● **Exercise description**
All of the entries, apart from their pictures, are to be copied verbatim.

● **Provided data**
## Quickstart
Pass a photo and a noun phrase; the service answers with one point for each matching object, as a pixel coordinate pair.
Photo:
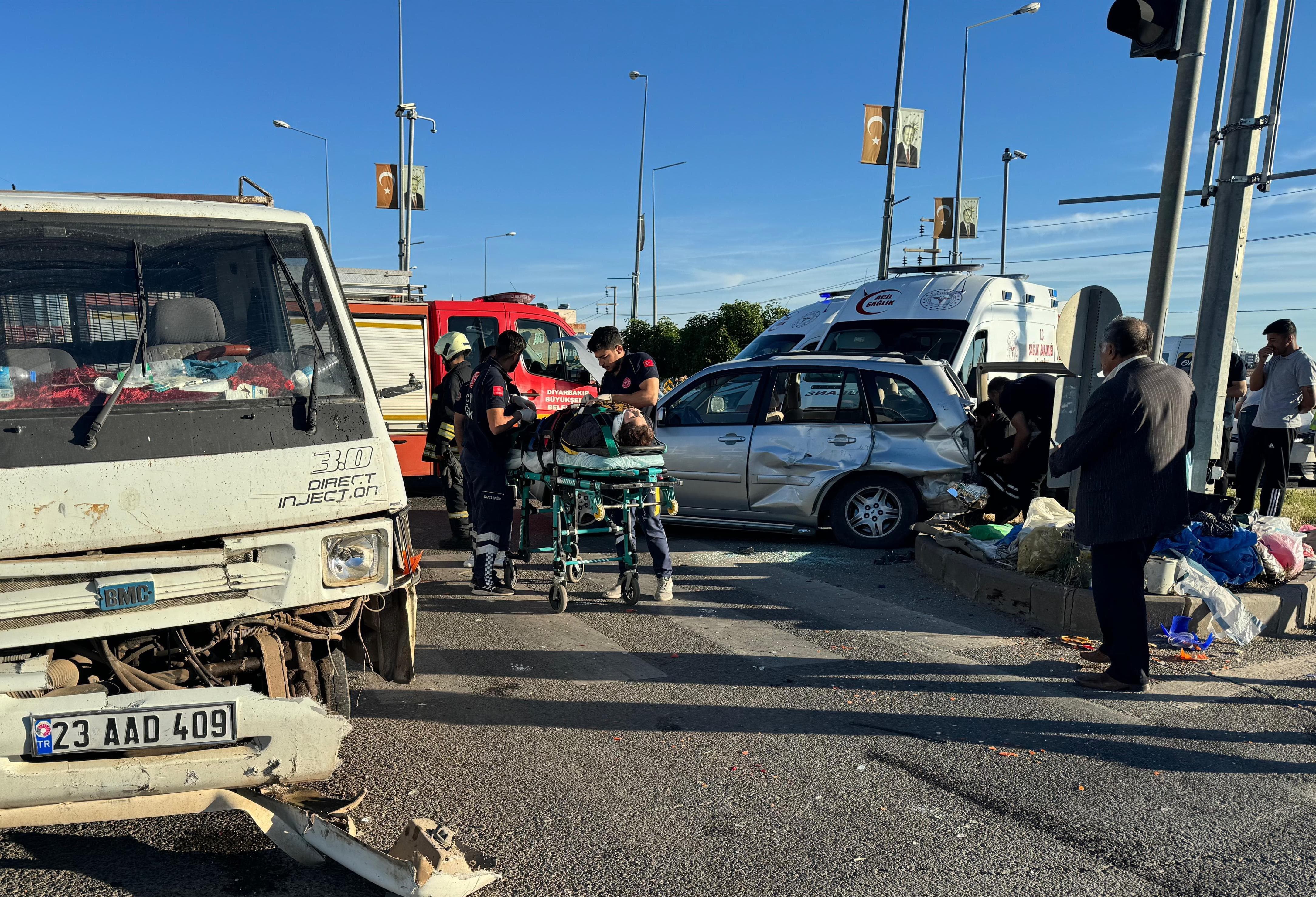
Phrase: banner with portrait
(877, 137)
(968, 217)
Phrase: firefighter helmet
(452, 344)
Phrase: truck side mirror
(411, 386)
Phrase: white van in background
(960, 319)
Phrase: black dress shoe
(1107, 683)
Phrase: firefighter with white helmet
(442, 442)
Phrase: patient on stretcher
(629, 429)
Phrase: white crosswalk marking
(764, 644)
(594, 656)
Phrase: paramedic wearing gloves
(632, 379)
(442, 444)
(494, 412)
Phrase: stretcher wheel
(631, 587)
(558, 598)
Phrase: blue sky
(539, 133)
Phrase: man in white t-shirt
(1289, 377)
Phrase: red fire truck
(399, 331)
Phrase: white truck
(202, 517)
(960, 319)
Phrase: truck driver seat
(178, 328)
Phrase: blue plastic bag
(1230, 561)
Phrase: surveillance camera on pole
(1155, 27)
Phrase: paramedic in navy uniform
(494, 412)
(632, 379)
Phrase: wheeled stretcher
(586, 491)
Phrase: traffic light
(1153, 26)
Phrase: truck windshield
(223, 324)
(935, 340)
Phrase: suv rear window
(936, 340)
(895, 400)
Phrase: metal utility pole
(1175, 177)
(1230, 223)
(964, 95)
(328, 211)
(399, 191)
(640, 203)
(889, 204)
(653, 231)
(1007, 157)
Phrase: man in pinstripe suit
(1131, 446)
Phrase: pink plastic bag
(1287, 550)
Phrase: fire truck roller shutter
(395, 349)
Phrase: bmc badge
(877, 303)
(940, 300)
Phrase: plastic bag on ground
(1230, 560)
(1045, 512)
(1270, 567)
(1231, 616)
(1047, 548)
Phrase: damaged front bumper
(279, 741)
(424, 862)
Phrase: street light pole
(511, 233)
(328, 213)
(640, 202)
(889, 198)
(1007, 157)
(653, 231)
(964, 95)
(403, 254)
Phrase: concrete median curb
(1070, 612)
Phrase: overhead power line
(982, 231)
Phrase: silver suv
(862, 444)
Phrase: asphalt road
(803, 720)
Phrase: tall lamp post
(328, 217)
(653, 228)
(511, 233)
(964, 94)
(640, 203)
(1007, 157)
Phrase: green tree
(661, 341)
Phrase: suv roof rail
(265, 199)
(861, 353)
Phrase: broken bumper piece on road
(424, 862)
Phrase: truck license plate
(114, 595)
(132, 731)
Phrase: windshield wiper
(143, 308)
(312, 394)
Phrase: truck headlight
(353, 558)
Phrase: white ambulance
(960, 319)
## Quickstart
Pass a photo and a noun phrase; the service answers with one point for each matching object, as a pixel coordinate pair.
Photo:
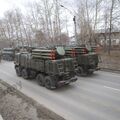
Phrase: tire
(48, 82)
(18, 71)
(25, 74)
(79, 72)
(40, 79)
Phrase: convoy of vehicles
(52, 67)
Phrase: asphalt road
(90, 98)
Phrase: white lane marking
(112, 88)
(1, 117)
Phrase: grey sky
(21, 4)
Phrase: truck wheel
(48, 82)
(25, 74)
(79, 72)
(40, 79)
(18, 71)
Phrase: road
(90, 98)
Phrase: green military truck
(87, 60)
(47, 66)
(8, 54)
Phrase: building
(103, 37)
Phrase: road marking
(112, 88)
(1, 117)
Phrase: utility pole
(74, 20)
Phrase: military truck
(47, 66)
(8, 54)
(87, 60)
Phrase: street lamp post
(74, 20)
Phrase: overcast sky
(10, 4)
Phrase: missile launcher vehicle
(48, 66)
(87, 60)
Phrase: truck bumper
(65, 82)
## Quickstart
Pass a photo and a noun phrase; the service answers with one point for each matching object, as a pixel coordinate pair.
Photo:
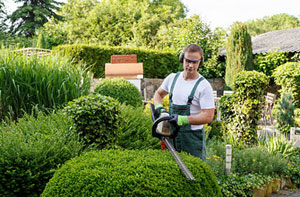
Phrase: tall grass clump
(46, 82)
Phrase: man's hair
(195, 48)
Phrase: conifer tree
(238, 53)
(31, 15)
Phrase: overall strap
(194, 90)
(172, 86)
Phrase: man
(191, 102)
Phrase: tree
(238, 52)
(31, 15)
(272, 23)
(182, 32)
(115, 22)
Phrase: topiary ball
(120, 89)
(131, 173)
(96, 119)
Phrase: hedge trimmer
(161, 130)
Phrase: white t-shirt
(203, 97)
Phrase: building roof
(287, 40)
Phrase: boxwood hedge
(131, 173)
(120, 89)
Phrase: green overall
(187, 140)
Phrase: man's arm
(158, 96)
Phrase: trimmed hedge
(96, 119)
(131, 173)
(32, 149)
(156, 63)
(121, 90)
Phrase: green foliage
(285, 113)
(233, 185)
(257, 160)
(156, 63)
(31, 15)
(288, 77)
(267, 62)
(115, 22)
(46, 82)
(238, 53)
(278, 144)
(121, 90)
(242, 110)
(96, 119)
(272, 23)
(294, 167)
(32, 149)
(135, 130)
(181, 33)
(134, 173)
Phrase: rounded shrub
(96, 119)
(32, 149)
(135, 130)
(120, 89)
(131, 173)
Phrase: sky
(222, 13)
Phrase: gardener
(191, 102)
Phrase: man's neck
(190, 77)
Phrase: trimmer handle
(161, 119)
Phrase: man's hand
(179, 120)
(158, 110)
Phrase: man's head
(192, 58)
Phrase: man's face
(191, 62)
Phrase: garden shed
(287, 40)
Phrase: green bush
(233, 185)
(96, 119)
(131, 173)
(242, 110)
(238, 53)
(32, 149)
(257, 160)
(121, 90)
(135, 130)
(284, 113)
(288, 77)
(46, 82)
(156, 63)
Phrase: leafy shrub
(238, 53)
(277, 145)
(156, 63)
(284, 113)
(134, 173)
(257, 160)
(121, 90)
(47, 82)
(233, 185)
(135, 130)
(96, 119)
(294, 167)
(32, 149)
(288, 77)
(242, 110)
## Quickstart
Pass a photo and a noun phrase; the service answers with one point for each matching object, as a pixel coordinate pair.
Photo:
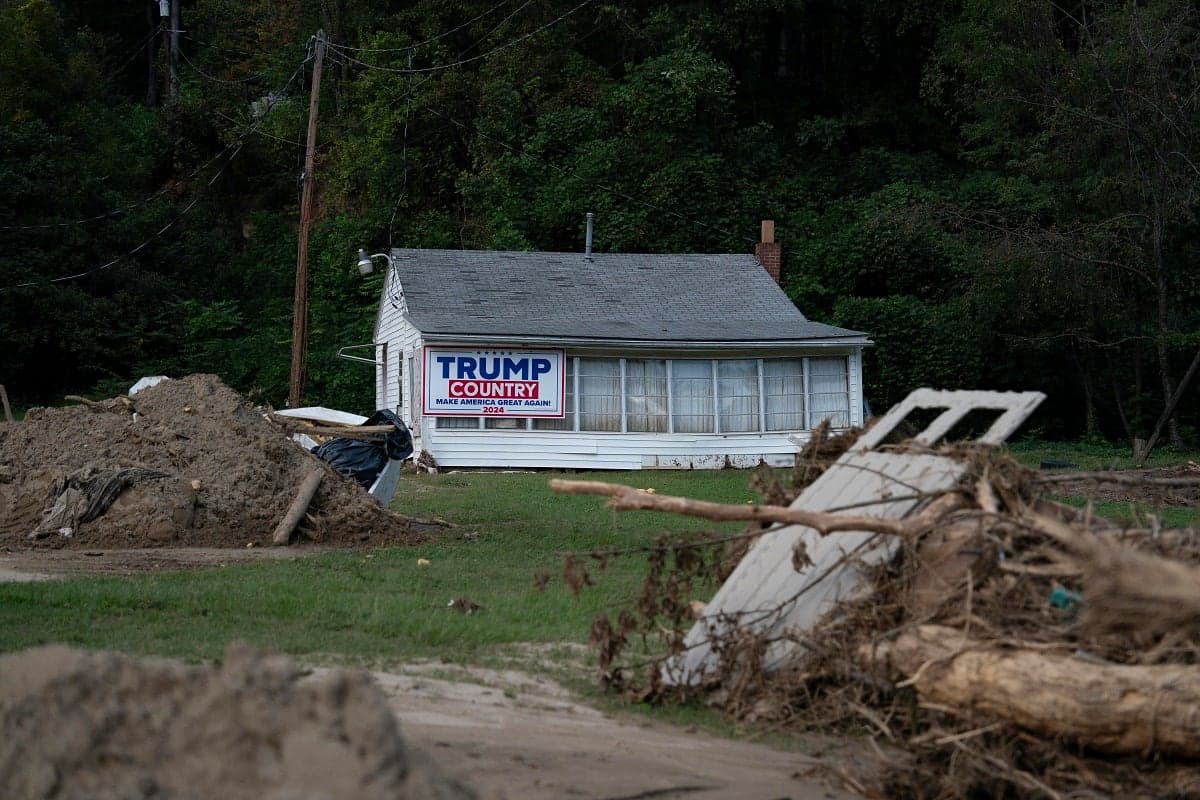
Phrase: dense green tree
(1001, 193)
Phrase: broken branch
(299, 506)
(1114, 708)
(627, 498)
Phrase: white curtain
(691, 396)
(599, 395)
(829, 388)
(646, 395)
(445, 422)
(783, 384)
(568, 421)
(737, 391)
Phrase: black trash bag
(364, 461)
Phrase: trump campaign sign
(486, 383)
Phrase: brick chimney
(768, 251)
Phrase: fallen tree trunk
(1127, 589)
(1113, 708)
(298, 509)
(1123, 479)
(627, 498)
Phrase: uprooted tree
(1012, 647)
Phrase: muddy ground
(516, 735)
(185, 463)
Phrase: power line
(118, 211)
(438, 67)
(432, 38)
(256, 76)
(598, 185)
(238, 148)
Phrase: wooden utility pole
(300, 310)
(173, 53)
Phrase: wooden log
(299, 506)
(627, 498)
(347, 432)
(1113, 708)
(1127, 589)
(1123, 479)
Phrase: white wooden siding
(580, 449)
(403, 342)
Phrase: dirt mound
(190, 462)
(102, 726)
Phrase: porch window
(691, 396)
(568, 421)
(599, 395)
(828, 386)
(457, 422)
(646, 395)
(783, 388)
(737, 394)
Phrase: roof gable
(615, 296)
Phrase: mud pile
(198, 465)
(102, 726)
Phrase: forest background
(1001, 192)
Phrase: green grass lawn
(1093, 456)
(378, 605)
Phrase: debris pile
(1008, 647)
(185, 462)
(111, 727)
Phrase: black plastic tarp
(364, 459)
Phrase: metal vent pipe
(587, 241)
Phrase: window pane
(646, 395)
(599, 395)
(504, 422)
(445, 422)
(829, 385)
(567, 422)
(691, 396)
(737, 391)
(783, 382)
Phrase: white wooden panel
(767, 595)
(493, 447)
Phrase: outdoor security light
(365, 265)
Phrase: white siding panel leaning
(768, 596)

● **Solution**
## Quickstart
Pass a photo and a noun phrase; the service answers with one point for each matching object, as a pixel coordinate pair.
Photo:
Phrase: banner with portrait
(877, 137)
(968, 217)
Phrase: firefighter helmet
(452, 344)
Phrase: truck side mirror
(411, 386)
Phrase: white van in background
(960, 319)
Phrase: black dress shoe
(1107, 683)
Phrase: firefighter with white helmet
(442, 442)
Phrase: patient on stretcher
(629, 429)
Phrase: white crosswalk marking
(764, 644)
(594, 656)
Phrase: paramedic wearing gloves
(632, 379)
(442, 444)
(494, 412)
Phrase: stretcher wheel
(631, 587)
(558, 598)
Phrase: blue sky
(539, 133)
Phrase: man in white t-shirt
(1289, 377)
Phrase: red fire truck
(399, 331)
Phrase: white truck
(202, 517)
(960, 319)
Phrase: truck driver seat
(178, 328)
Phrase: blue plastic bag
(1230, 561)
Phrase: surveillance camera on pole
(1155, 27)
Phrase: paramedic in navy uniform
(494, 412)
(632, 379)
Phrase: wheeled stretcher
(586, 491)
Phrase: traffic light
(1153, 26)
Phrase: truck windshield
(223, 324)
(935, 340)
Phrase: suv rear window
(936, 340)
(895, 400)
Phrase: metal utility pole
(1175, 177)
(1230, 223)
(964, 95)
(328, 211)
(399, 191)
(640, 203)
(889, 204)
(653, 231)
(1007, 157)
Phrase: man in pinstripe suit
(1131, 446)
Phrase: pink plastic bag
(1287, 550)
Phrase: fire truck roller shutter
(395, 349)
Phrase: bmc badge
(877, 303)
(940, 300)
Phrase: plastic bag on ground
(1230, 560)
(1045, 512)
(1270, 567)
(1231, 616)
(1047, 548)
Phrase: damaged front bumper
(279, 741)
(424, 862)
Phrase: street light pole
(511, 233)
(328, 213)
(640, 202)
(889, 198)
(1007, 157)
(653, 231)
(964, 95)
(403, 254)
Phrase: concrete median curb
(1070, 612)
Phrase: overhead power line
(982, 231)
Phrase: silver suv
(862, 444)
Phrase: asphalt road
(803, 720)
Phrase: tall lamp post
(328, 217)
(653, 228)
(511, 233)
(964, 94)
(640, 203)
(1007, 157)
Phrase: green tree
(661, 341)
Phrase: suv roof rail
(265, 199)
(861, 353)
Phrase: broken bumper piece on road
(424, 862)
Phrase: truck license plate
(114, 595)
(132, 731)
Phrase: windshield wiper
(143, 308)
(312, 394)
Phrase: truck headlight
(353, 558)
Phrase: white ambulance
(960, 319)
## Quickstart
Pass a photo and a noun phrase; the service answers with one point for each matching object, as a pixel coordinate pair.
Photo:
Phrase: tire
(48, 82)
(18, 71)
(25, 74)
(79, 72)
(40, 79)
Phrase: convoy of vehicles
(52, 67)
Phrase: asphalt road
(90, 98)
Phrase: white lane marking
(112, 88)
(1, 117)
Phrase: grey sky
(21, 4)
Phrase: truck wheel
(48, 82)
(25, 74)
(79, 72)
(40, 79)
(18, 71)
Phrase: road
(90, 98)
Phrase: green military truck
(87, 60)
(47, 66)
(8, 54)
Phrase: building
(103, 37)
Phrase: road marking
(112, 88)
(1, 117)
Phrase: utility pole
(74, 20)
Phrase: military truck
(47, 66)
(8, 54)
(87, 60)
Phrase: street lamp post
(74, 20)
Phrase: overcast sky
(10, 4)
Phrase: missile launcher vehicle
(48, 66)
(87, 60)
Phrase: truck bumper
(65, 82)
## Quickstart
Pass a photo and a noun phrase; the service answers with one point for each matching object, as a pixel coordinate pair.
Photo:
Phrase: tall grass clump
(46, 82)
Phrase: man's hair
(195, 48)
Phrase: conifer tree
(238, 53)
(31, 15)
Phrase: overall strap
(194, 90)
(172, 86)
Phrase: man
(191, 102)
Phrase: tree
(238, 52)
(31, 15)
(272, 23)
(182, 32)
(115, 22)
Phrase: topiary ball
(120, 89)
(131, 173)
(96, 119)
Phrase: hedge trimmer
(161, 130)
Phrase: white t-shirt
(203, 97)
Phrase: building roof
(287, 40)
Phrase: boxwood hedge
(131, 173)
(120, 89)
Phrase: green overall
(187, 140)
Phrase: man's arm
(158, 96)
Phrase: trimmed hedge
(96, 119)
(131, 173)
(32, 149)
(156, 63)
(121, 90)
Phrase: green foliage
(285, 113)
(233, 185)
(257, 160)
(156, 63)
(31, 15)
(288, 77)
(267, 62)
(115, 22)
(46, 82)
(238, 53)
(278, 144)
(121, 90)
(242, 110)
(96, 119)
(272, 23)
(294, 167)
(32, 149)
(135, 130)
(181, 33)
(134, 173)
Phrase: rounded shrub
(96, 119)
(32, 149)
(135, 130)
(120, 89)
(131, 173)
Phrase: sky
(222, 13)
Phrase: gardener
(191, 102)
Phrase: man's neck
(190, 77)
Phrase: trimmer handle
(161, 119)
Phrase: man's hand
(179, 120)
(158, 110)
Phrase: man's head
(192, 58)
Phrase: man's face
(191, 62)
Phrase: garden shed
(287, 40)
Phrase: green bush
(233, 185)
(96, 119)
(131, 173)
(242, 110)
(238, 53)
(32, 149)
(257, 160)
(121, 90)
(135, 130)
(284, 113)
(288, 77)
(46, 82)
(156, 63)
Phrase: leafy shrub
(238, 53)
(277, 145)
(156, 63)
(284, 113)
(134, 173)
(257, 160)
(121, 90)
(47, 82)
(233, 185)
(135, 130)
(96, 119)
(294, 167)
(32, 149)
(288, 77)
(242, 110)
## Quickstart
Pass a photo and a noun phrase; the service answers with one point for each matching object, as a pixel coordinate pair.
Photo:
Phrase: dense green tree
(1001, 193)
Phrase: broken branch
(299, 506)
(1114, 708)
(627, 498)
Phrase: white curtain
(691, 396)
(599, 395)
(829, 388)
(646, 395)
(445, 422)
(783, 384)
(568, 421)
(737, 391)
Phrase: black trash bag
(364, 461)
Phrase: trump campaign sign
(486, 383)
Phrase: brick chimney
(768, 251)
Phrase: fallen tree trunk
(1127, 589)
(1113, 708)
(298, 509)
(1123, 479)
(627, 498)
Phrase: uprooted tree
(1012, 647)
Phrase: muddy ground
(516, 735)
(185, 463)
Phrase: power line
(118, 211)
(438, 67)
(432, 38)
(256, 76)
(598, 185)
(238, 148)
Phrase: wooden utility pole
(300, 310)
(173, 53)
Phrase: wooden log
(299, 506)
(627, 498)
(347, 432)
(1113, 708)
(1127, 589)
(1123, 479)
Phrase: white wooden siding
(580, 449)
(403, 342)
Phrase: dirt mound
(190, 462)
(102, 726)
Phrase: porch window
(691, 396)
(568, 421)
(599, 395)
(828, 386)
(457, 422)
(646, 395)
(783, 388)
(737, 394)
Phrase: roof gable
(615, 296)
Phrase: mud pile
(198, 465)
(102, 726)
Phrase: forest background
(1001, 192)
Phrase: green grass lawn
(1093, 456)
(378, 605)
Phrase: debris pile
(1008, 647)
(185, 462)
(111, 727)
Phrase: black plastic tarp
(364, 459)
Phrase: metal vent pipe
(587, 241)
Phrase: window pane
(646, 395)
(599, 395)
(504, 422)
(445, 422)
(829, 385)
(567, 422)
(691, 396)
(737, 391)
(783, 382)
Phrase: white wooden panel
(767, 595)
(493, 447)
Phrase: outdoor security light
(365, 265)
Phrase: white siding panel leaning
(768, 596)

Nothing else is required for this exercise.